#### DATA TO USE ####

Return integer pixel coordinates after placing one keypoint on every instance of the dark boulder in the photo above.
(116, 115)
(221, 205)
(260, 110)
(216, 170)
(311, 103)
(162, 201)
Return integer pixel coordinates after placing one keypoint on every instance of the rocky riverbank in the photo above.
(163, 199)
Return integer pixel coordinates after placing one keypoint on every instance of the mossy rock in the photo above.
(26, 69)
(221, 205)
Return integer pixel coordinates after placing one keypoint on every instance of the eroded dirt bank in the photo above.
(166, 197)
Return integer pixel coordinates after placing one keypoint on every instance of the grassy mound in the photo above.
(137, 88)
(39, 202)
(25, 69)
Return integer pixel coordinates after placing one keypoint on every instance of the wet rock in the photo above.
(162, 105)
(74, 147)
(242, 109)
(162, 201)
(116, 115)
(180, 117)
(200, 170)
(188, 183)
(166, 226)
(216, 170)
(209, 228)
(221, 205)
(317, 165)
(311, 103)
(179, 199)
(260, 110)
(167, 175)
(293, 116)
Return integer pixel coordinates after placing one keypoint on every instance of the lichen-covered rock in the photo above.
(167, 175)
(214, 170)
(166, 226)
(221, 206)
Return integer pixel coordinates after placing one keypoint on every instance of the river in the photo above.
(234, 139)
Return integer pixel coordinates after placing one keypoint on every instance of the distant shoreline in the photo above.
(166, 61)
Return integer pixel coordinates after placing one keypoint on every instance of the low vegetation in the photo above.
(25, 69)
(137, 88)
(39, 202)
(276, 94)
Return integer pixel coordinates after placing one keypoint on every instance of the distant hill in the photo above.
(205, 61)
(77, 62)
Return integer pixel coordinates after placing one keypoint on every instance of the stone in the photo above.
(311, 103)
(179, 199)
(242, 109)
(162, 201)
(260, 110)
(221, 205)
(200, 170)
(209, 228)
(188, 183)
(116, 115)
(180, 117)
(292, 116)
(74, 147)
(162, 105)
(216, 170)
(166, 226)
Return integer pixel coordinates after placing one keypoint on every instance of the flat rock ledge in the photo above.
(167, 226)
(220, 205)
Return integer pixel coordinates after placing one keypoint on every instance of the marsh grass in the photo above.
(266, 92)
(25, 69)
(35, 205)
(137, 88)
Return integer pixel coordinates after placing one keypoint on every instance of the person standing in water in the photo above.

####

#### TASK GOAL:
Return the line that contains "ledge in the photo above." along with every line after it through the end of the entries, exactly, adding nothing.

#### ANSWER SPACE:
Return integer pixel coordinates after placing one keypoint on every instance of the flat rock ledge in the photo above.
(167, 226)
(220, 205)
Return integer pixel coordinates after placing one keypoint on every instance of the marsh grass in the photo above.
(266, 92)
(25, 69)
(35, 205)
(137, 88)
Return integer pixel coordinates after placing one keypoint on every instance of the person standing in water in the photo above.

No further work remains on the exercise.